LISTED RECORDS »
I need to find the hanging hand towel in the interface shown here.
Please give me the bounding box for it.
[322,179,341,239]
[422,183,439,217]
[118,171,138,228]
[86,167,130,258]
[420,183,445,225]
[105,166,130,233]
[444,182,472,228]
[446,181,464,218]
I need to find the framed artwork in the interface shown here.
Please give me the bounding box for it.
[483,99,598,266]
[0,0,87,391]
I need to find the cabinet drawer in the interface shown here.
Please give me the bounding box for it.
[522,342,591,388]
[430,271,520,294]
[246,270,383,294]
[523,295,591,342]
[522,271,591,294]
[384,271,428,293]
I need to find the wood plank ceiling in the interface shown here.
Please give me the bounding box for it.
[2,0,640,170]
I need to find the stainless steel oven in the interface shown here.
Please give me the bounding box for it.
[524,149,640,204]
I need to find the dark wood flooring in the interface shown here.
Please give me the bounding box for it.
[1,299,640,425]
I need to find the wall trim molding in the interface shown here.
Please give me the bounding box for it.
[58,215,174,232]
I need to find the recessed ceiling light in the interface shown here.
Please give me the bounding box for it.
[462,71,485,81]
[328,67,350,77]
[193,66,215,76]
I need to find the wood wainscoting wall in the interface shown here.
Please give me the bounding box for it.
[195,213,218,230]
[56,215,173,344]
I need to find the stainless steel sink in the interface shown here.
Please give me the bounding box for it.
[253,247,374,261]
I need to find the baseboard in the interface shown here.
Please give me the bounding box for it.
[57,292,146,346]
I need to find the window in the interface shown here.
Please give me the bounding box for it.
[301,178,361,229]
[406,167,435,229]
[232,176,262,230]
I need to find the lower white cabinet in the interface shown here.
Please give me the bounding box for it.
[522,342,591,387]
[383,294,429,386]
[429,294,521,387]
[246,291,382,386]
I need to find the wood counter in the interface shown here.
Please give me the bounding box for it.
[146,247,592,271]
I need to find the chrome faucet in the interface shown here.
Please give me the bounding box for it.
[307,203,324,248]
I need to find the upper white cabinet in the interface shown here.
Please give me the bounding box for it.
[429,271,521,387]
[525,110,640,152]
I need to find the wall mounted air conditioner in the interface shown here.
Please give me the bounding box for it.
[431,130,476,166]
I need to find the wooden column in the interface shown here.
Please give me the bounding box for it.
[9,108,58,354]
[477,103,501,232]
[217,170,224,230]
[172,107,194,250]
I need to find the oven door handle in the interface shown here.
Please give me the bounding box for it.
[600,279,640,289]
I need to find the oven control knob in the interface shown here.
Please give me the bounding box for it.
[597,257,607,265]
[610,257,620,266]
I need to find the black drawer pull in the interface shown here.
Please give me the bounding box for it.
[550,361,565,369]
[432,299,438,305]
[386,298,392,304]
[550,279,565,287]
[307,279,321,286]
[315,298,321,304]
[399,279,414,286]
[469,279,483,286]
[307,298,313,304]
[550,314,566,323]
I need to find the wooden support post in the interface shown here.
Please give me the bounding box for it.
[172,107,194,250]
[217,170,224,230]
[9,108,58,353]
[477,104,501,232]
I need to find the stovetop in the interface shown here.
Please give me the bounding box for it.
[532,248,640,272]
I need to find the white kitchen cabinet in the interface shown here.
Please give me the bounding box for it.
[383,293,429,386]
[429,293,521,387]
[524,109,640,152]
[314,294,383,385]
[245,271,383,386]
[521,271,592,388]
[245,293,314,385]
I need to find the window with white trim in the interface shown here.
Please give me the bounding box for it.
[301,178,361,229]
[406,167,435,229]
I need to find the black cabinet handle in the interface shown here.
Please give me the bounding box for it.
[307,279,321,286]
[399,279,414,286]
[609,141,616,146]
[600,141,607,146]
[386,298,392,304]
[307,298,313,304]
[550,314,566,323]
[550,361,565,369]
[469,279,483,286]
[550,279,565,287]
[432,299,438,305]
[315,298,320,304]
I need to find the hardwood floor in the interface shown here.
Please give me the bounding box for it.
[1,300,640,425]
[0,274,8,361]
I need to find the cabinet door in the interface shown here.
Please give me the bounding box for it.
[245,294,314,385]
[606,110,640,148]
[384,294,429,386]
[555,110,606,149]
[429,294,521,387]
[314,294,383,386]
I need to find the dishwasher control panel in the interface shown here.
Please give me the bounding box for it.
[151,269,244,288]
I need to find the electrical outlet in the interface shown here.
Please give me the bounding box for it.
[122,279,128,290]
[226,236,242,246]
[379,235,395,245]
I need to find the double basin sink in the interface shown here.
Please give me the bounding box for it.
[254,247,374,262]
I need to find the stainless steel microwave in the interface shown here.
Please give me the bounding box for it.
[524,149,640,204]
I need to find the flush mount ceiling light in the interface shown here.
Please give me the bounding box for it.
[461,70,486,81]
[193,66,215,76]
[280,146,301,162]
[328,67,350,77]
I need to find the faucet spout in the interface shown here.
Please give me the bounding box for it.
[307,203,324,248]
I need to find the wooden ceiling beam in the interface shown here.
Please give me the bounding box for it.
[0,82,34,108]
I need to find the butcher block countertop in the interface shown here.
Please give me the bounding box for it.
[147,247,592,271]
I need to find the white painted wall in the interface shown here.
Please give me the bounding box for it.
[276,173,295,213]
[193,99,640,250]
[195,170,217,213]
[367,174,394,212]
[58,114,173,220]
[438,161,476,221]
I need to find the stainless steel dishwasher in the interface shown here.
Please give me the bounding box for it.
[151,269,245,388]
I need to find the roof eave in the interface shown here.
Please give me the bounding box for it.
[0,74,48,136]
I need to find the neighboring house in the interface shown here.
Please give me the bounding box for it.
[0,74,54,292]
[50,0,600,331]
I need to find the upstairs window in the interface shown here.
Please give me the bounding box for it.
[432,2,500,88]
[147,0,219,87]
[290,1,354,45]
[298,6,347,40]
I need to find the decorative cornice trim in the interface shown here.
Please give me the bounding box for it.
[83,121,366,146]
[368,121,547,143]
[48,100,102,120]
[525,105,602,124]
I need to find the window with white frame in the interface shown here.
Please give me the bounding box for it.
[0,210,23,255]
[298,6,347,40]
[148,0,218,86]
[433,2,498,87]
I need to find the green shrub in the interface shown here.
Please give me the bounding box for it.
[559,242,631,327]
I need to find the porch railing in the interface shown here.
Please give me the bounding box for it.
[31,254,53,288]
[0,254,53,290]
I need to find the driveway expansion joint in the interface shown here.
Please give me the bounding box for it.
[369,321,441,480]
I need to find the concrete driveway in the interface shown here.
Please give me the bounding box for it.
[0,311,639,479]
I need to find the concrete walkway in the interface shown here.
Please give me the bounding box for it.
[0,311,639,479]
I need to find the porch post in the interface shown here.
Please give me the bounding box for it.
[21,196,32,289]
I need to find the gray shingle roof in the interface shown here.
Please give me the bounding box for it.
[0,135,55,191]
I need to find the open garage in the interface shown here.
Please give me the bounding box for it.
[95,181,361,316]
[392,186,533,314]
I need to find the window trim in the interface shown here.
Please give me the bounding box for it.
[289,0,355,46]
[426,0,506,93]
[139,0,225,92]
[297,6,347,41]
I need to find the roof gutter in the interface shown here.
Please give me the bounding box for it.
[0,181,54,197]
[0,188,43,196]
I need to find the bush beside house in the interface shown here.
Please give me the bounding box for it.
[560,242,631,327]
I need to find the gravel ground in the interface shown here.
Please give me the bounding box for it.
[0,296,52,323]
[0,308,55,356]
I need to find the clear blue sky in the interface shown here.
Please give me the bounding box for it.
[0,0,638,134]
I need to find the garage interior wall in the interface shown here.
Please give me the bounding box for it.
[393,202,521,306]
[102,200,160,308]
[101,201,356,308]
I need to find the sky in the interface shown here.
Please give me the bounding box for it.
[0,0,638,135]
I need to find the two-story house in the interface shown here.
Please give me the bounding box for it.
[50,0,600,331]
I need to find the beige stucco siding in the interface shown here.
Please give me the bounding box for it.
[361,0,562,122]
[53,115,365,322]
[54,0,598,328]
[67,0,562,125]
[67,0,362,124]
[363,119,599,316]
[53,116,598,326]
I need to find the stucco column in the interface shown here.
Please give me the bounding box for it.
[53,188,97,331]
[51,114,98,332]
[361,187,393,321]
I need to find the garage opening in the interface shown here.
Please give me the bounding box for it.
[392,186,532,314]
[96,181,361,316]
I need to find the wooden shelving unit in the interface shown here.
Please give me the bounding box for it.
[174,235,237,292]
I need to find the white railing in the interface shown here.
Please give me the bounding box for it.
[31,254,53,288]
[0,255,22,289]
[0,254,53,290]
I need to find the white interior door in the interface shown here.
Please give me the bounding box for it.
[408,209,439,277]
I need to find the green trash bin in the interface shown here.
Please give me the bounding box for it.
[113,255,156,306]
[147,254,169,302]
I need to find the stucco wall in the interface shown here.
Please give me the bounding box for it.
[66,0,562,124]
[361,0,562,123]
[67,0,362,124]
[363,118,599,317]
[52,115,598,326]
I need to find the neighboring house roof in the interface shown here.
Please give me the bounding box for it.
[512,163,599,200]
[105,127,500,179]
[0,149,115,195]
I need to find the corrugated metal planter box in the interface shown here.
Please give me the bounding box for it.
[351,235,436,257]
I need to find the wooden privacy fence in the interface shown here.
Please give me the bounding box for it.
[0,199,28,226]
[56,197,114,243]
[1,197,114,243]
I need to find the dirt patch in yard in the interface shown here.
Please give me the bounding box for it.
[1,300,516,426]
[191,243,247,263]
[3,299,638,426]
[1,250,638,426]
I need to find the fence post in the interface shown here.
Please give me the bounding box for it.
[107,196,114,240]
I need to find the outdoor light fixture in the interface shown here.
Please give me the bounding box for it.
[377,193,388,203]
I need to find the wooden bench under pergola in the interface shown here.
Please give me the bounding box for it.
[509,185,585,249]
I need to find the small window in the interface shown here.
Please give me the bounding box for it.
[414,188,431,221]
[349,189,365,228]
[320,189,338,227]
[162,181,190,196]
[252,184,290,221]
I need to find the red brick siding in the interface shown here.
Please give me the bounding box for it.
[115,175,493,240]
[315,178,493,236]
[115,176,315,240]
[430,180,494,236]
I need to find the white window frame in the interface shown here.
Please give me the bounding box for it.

WORK INSTRUCTION »
Above are the records. Print exactly, and only, the lines from the line with "I need to find the black cabinet" to the line with "I need to find the flush", both inclusive.

TASK ANSWER »
I need to find the black cabinet handle in the interface shown here.
Please give me the bounding box for it.
[307,279,321,286]
[399,279,414,286]
[609,141,616,146]
[600,141,607,146]
[386,298,392,304]
[307,298,313,304]
[550,314,566,323]
[550,361,565,369]
[469,279,483,286]
[550,279,565,287]
[432,299,438,305]
[315,298,320,304]
I need to find the hardwood floor in the interface shown here.
Please give me the bounding box for it.
[1,300,640,425]
[0,274,8,361]
I need to find the cabinet door in the interface shown here.
Please give me the bounding box for it.
[245,294,314,385]
[606,110,640,148]
[384,294,429,386]
[555,110,606,149]
[429,294,521,387]
[314,294,383,386]
I need to find the dishwasher control panel in the interface shown here.
Please give me the bounding box for it.
[151,269,244,288]
I need to find the electrical outlet in the interface shown here.
Please give me the bounding box for it.
[122,279,128,290]
[226,236,242,246]
[379,235,395,245]
I need to find the double basin sink in the interface shown here.
Please give me the bounding box for it.
[254,247,374,262]
I need to find the stainless steel microwave in the interface shown here.
Please give me the bounding box for it.
[524,149,640,204]
I need to find the flush mount ceiling light in the interface shown here.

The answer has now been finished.